Source extract:
Leicester City. The mere mention of that football club should just about render this analysis useless.
Except you’ve been living under a rock for the past two years or you’ve been stuck in the past in some time machine and then suddenly appeared in 2017, then you should have heard of the once-in-a-lifetime never-heard-of-before feat of the Leicester City team of 2015-2016. A little-fancied side who had just gained promotion into the Premier League, and struggled to retain that status in the 2014-2015 season somehow defied the odds – and they were pretty crazy – to win the league title the next season. For the sake of this conversation, let’s point out that they did it with a net spend of £20.3 million. It was the perfect point to back the argument that money doesn’t automatically guarantee success in football.
Or does it? The next season, Manchester United broke the transfer world record, Manchester City, Chelsea and all the other big boys splashed the cash despite already possessing more quality than little Leicester City. One of Leicester’s midfield generals en route the title, N’Golo Kante was poached by Chelsea – who went on to win the league. Leicester’s feat proved unsustainable and a one-off. They may not have spent a truckload of money to get to the top, but they definitely needed to spend to sustain it.
It’s football in 2017. It’s no coincidence that some of the biggest, most successful club are the wealthiest and those that splash the biggest fees in the transfer window. Because as much as the essence of coaching is to render the imbalance in players’ quality irrelevant, there’s also the argument that it takes quality players to interpret top class coaching and execute ideas of the coach – especially those with strong philosophies. With due respect to Leicester, big clubs are more interested in sustained success, and continuous investment in the team has proven to be a formula to achieving this.
For instance, Manchester City with a squad comprising top quality (and big money) players like Sergio Aguero, Kevin De Bruyne, David Silva, Raheem Sterling and Nicolás Otamendi went ahead to spend a net of £143.5 million in the 2016-2017 season. That sum was only good enough to leave them trophyless, and third in the Premier League at the end of the season; behind Chelsea and Tottenham who had net spends of less than £30 million each. So what did they do? They didn’t turn to coaching magic out of their ‘average’ players a la Claudio Ranieri; and Manchester City have one of – if not the best – the best coaches in the world. They just went on to spend another £142.1 (net) the next summer.
It’s turned out to be the right decision. City are having an ethereal season. A record breaking season that will be remembered for a years to come. Kyle Walker, Benjamin Mendy (until his injury) and Bernardo Silva have proven to be upgrades over Bakary Sagna, Gael Clichy and Jesus Navas. They’ve interpreted instructions better and offered the squad more desire and quality. City’s extra spending has yielded.
Cue in Manchester United. The Red Devils came into this season needing not only to return to the Premier League top four, which they had missed out of in two of the last three season, but also with the “responsibility” to challenge for the title. Last season, they broke the transfer record with the re-signing of Paul Pogba from Juventus, yet, they endured a topsy-turvy season that was only salvaged by Europa League triumph in May. So what do they do? They go ahead to spend more money. Nemanja Matic, Romelu Lukaku, Victor Lindelöf came into the side to bring their net spend in two years to about £250 million. Still, after their 2-2 home draw with Burnley, they find themselves 15 points behind leaders Manchester City.

Given problem: Pick up the article on football clubs and transfer spending after its last sentence and keep writing it.

Provided information:
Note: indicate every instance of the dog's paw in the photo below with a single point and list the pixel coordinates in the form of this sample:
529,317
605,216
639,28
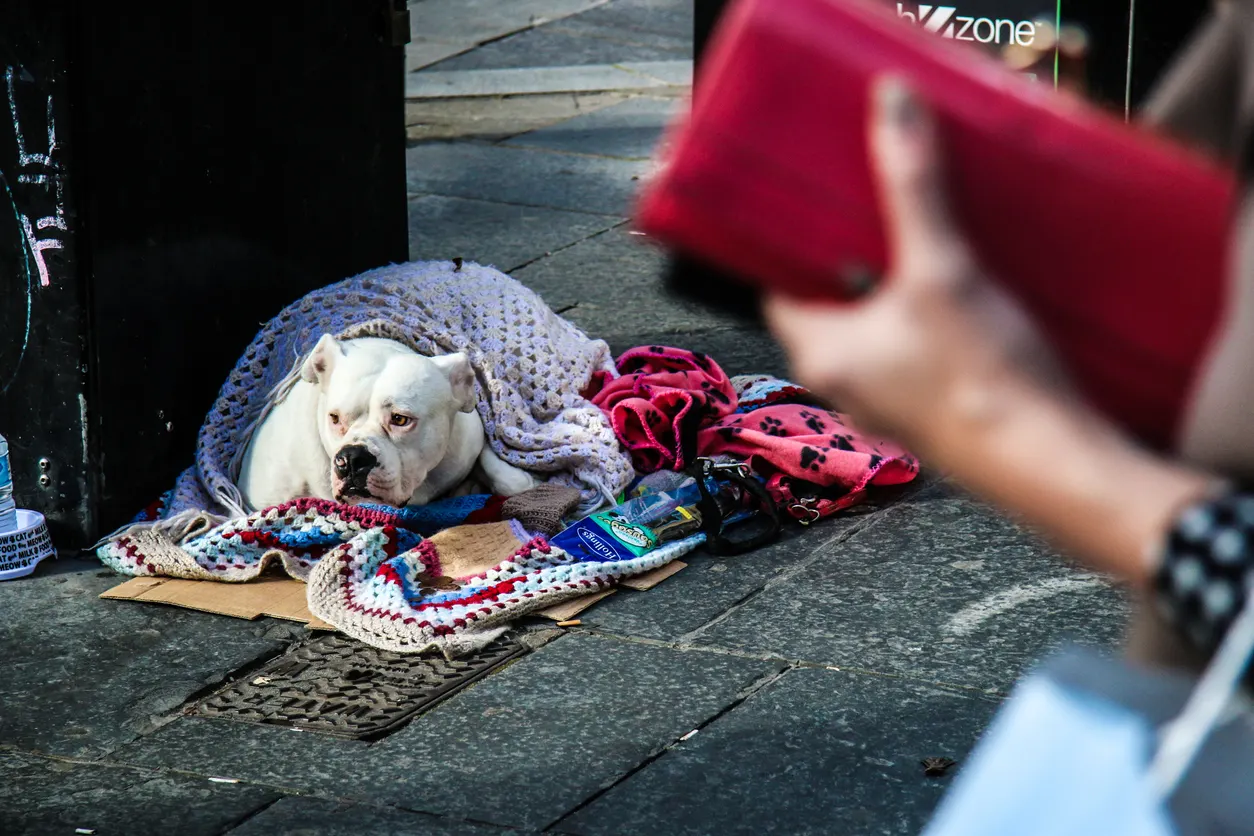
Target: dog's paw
503,478
518,481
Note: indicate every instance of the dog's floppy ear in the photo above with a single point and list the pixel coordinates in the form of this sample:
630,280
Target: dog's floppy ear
321,361
460,376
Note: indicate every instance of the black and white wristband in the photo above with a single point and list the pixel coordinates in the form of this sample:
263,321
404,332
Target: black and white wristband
1206,567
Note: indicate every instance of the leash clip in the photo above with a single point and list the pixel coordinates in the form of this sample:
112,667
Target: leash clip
806,505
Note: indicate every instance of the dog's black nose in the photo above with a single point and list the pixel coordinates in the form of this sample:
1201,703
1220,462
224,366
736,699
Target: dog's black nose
354,463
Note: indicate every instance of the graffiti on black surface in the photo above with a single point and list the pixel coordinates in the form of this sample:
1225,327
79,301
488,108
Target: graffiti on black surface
31,193
38,167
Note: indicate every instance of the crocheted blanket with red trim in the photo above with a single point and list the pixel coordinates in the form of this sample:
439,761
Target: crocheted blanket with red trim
380,574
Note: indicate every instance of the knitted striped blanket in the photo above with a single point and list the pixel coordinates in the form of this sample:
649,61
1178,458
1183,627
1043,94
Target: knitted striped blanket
531,370
449,575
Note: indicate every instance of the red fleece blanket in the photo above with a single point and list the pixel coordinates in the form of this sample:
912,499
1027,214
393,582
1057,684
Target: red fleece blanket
672,405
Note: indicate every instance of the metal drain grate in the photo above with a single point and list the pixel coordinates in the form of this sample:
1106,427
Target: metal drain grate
337,686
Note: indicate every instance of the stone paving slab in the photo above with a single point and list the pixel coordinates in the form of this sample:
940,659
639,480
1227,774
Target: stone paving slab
83,676
630,130
523,176
814,752
711,584
615,281
495,118
322,817
44,797
502,235
660,23
551,47
531,80
474,21
519,748
942,589
621,30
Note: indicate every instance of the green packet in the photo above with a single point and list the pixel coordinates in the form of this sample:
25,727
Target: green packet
608,535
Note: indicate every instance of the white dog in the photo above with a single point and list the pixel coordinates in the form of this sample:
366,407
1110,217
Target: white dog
373,421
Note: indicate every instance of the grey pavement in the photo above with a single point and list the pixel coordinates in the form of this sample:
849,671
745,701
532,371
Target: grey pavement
788,691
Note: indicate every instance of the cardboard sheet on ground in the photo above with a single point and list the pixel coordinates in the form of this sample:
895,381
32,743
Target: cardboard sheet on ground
281,597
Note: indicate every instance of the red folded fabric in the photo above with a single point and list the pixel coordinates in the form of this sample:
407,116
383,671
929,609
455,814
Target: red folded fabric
661,401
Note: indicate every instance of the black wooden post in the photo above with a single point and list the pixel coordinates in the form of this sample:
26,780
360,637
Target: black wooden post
169,178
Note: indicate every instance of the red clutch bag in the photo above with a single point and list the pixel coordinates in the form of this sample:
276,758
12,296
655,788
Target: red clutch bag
1114,238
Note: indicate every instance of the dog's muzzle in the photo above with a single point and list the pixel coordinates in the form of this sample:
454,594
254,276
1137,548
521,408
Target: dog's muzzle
353,465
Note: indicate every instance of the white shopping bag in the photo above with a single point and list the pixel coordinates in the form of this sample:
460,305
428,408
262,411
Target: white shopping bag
1061,761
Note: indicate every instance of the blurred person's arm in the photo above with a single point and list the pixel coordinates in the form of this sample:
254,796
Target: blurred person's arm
941,360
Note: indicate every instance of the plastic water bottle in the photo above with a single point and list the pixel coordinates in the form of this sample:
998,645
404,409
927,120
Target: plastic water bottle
8,509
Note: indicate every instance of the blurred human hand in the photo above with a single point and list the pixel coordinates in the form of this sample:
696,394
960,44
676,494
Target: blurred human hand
936,342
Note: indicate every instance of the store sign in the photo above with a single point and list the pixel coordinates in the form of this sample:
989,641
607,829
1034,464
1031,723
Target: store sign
948,23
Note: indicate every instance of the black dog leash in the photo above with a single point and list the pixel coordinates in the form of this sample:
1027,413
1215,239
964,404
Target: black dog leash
712,513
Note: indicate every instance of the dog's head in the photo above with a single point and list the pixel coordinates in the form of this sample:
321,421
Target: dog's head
385,414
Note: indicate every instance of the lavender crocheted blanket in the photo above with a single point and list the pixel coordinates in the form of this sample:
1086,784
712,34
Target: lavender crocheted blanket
531,367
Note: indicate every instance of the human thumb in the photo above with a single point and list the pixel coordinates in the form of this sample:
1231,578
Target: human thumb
907,164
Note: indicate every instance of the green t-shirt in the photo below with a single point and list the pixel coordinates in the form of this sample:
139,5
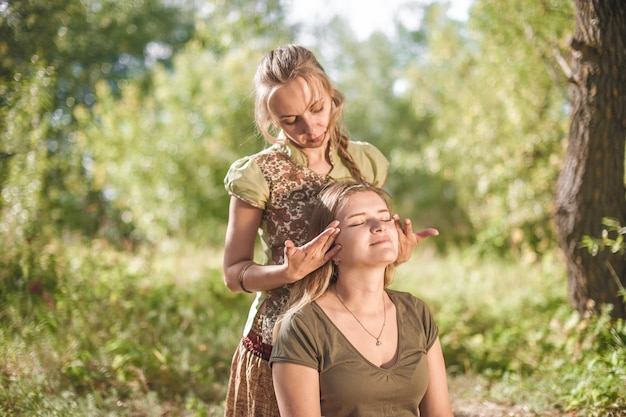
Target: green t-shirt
350,385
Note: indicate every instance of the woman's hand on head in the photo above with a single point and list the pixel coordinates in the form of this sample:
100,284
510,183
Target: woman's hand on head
407,240
302,260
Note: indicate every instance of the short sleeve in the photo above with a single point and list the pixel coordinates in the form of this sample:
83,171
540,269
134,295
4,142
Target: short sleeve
295,343
245,181
371,161
431,330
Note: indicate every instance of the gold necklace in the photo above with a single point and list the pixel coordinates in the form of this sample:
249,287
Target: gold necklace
378,342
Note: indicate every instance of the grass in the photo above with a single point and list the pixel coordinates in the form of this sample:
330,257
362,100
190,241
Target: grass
151,333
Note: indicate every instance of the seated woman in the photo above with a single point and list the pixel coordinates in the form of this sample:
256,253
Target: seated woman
347,346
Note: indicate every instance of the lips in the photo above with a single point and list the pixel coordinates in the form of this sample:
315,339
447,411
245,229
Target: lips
381,241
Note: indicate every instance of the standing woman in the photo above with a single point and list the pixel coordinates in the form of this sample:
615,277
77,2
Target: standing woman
347,345
298,111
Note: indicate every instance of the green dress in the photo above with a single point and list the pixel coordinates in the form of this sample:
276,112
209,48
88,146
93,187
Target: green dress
278,181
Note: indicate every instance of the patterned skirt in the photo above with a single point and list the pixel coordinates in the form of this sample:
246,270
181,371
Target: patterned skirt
250,387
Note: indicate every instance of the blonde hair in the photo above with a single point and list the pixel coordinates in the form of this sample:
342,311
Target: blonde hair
285,64
332,198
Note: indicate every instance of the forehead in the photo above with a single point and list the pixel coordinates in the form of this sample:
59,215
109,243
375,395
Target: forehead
362,202
294,97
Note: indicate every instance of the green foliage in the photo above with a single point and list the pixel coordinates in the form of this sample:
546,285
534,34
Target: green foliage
162,158
612,238
153,333
509,328
121,333
497,101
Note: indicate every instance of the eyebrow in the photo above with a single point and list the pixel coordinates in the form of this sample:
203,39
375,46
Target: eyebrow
363,213
313,103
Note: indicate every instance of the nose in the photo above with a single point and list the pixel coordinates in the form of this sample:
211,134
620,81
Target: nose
308,125
377,226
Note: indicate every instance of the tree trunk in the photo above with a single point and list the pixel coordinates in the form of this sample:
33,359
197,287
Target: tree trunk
591,185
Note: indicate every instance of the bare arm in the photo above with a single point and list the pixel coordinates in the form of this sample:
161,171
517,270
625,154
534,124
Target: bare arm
407,240
243,223
297,390
436,401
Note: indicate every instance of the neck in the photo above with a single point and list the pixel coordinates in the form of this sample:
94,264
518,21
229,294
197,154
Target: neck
360,288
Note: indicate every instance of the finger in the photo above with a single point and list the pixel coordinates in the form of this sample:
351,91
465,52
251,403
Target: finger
408,227
426,233
398,224
332,252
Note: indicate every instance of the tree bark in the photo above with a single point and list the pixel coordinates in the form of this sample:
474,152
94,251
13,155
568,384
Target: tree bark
591,185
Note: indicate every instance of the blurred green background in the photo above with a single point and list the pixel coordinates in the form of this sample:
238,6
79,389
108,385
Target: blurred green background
119,119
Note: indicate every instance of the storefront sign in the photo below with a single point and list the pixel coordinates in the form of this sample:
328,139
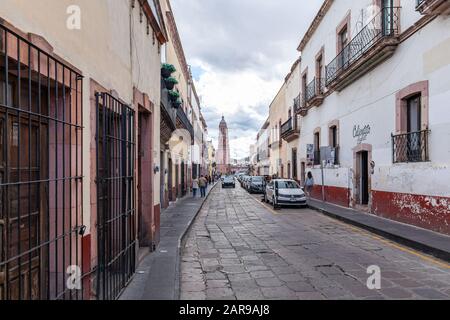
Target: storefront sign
310,154
361,133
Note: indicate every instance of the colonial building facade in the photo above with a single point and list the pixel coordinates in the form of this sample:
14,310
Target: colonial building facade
372,85
80,112
374,88
223,149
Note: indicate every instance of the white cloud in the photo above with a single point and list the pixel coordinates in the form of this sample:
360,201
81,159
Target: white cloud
244,49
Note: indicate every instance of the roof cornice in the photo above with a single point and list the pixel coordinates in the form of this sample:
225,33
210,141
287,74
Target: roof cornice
315,24
160,33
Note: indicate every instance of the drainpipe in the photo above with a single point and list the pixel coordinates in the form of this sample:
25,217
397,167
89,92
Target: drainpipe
323,182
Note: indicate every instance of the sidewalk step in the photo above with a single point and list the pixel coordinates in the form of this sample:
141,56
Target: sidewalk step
427,241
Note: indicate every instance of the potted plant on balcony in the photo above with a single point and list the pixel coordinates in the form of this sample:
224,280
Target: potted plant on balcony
303,111
177,104
167,69
173,95
170,83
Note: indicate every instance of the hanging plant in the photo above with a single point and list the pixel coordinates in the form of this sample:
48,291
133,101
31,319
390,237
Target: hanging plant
170,83
173,95
167,69
177,104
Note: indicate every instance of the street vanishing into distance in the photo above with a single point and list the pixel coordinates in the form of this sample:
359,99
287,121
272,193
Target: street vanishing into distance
240,248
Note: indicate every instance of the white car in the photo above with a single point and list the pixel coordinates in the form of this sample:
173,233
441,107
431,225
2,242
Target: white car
285,192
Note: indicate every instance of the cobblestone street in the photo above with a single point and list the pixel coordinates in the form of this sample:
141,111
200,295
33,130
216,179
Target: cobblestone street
239,248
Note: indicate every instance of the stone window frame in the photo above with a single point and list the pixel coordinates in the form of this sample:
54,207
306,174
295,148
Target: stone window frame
345,23
321,55
356,197
418,88
318,130
304,82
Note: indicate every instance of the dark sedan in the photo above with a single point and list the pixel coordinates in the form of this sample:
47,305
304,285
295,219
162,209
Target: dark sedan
256,185
228,182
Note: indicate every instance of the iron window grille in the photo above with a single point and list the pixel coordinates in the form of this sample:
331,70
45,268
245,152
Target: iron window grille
384,24
297,104
314,88
40,172
287,127
411,147
317,158
116,199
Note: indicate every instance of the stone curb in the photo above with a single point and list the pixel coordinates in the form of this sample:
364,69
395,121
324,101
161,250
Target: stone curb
182,242
420,246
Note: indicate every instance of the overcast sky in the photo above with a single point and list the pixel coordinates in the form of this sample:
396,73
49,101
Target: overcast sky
240,52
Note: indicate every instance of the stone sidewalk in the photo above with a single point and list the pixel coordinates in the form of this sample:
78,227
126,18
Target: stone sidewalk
427,241
240,249
158,275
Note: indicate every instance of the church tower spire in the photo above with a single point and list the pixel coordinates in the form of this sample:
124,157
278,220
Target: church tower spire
223,150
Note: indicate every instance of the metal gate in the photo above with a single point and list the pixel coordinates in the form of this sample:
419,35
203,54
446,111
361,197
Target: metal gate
115,138
40,173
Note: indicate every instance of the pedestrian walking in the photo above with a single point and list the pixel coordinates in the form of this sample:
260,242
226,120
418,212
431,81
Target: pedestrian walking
203,183
195,187
309,183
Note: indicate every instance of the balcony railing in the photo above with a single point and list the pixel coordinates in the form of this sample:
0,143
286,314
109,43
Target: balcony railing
336,155
317,157
433,7
410,147
287,126
419,2
384,25
181,115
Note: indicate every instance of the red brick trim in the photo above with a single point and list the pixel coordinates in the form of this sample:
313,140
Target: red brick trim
429,212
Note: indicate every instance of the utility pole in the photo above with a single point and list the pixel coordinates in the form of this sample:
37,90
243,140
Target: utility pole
322,165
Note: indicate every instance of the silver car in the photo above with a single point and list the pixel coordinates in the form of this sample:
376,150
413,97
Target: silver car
285,192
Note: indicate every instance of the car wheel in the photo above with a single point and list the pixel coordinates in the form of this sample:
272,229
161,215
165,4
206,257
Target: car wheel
275,206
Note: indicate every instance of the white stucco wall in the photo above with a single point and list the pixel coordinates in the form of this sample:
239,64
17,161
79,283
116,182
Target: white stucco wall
101,50
371,101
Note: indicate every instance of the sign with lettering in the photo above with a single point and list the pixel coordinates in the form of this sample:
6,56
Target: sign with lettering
310,154
361,133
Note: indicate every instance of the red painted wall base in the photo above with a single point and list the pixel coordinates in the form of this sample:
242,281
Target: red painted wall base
427,212
335,195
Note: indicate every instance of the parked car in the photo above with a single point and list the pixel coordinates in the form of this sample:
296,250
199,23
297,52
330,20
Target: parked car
228,182
284,192
243,179
246,182
256,185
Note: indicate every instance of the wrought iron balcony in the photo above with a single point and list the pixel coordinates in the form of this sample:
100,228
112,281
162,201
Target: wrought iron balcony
290,130
336,155
314,92
297,104
184,123
376,42
433,7
410,147
317,160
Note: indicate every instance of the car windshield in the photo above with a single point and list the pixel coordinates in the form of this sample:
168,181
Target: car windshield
288,185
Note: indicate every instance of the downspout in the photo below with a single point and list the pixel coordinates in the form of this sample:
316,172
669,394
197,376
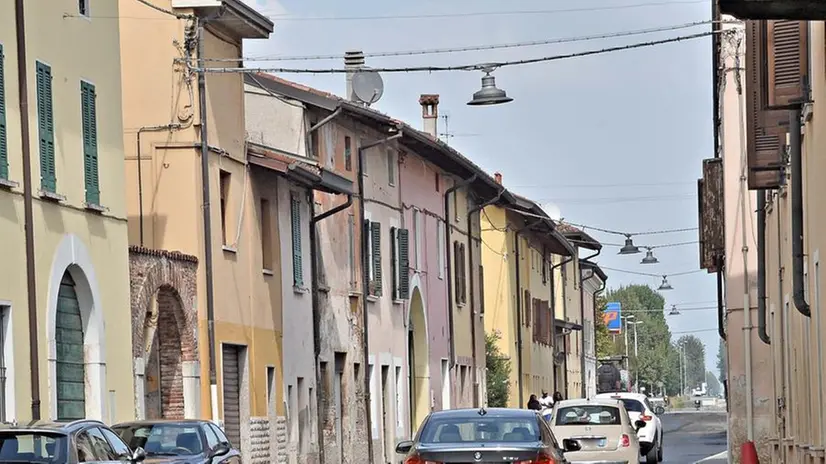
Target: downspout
474,378
365,281
518,311
317,311
797,214
28,206
450,323
213,381
761,268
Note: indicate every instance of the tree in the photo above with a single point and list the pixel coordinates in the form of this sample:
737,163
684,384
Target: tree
498,372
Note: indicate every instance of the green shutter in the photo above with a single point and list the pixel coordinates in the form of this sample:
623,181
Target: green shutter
4,147
375,231
404,264
90,142
295,213
45,126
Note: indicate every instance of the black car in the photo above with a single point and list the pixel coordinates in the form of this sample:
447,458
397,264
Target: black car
64,443
485,436
188,441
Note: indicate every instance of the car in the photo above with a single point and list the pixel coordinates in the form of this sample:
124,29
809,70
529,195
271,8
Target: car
189,441
639,408
602,427
485,435
64,443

Response to this task:
Mourinho cried after the game about how his side’s spending was “not enough”, and how City could afford to “buy full-backs for the price of strikers”. Well you get the point. He feels City have more freedom and will to spend while his side have been, and are being restricted in the transfer window. Afterall, it’s widely believed the Portuguese wanted Inter Milan winger Ivan Perisic in the summer, but the deal fell through because Manchester United couldn’t match the valuation of the Italian side.
Now there are a few things that I can’t explained: Are we having this conversation because City are putting up an unprecedented and unimaginably season? Could United have still done better in games against Stoke City, Huddersfield Town, Burnley and Leicester City with their current squad? We’ll never know. City themselves have won a few games this season by the odd goal. Could it be due to the extra quality they possess? Or could it just be that they were better coached…because one could argue that United weren’t properly coached in those games above. All these questions, I can’t answer.
The bottomline though is that in today’s game, you need to spend big to strengthen and sustain a team. And Mourinho knows that Manchester United, being one of the wealthiest clubs in Europe, have the wherewithal to match, if not surpass their neighbours in the transfer window. Also, there’s the thing about City looking to spend even further. If Mourinho thinks that spending more money is indeed the best formula to achieve the success expected of him, it’s hard to argue against his line of thought.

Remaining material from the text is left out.